Copy out only the lines from the one containing "Tight-box every instance of black" through the one containing "[102,323,172,363]", changing every "nose" to "snout" and leaving everything else as it is.

• **Information supplied**:
-- Begin --
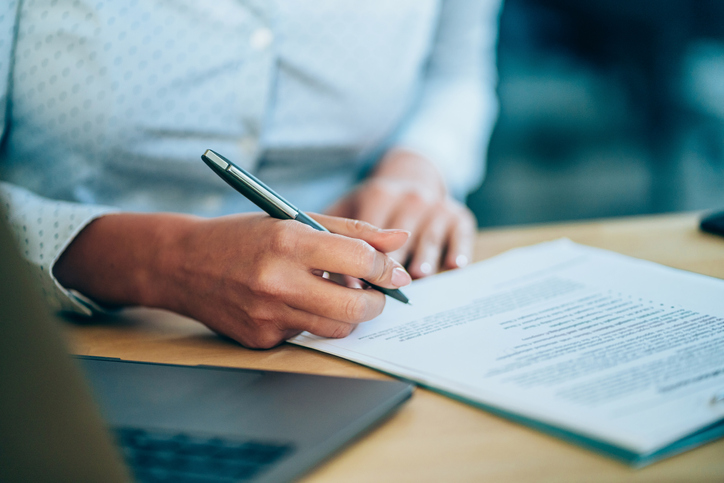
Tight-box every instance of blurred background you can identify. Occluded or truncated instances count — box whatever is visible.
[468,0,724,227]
-- End --
-- Begin --
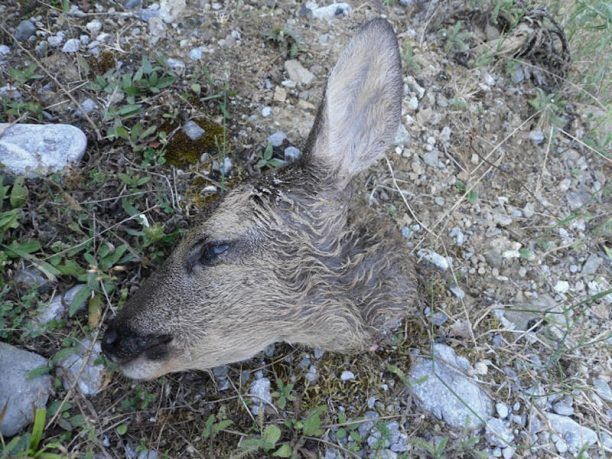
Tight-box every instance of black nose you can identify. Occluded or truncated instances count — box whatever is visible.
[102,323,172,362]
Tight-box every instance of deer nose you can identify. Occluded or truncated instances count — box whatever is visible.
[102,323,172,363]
-- End --
• **Exercise result**:
Tight-box every instance of black snout you can identify. Occluded or truncated instances count — box whatever is visible.
[102,323,172,362]
Tight-box every instance of deer snout you can identify. Occluded or truncated instances count — box whatever is visible.
[102,323,172,363]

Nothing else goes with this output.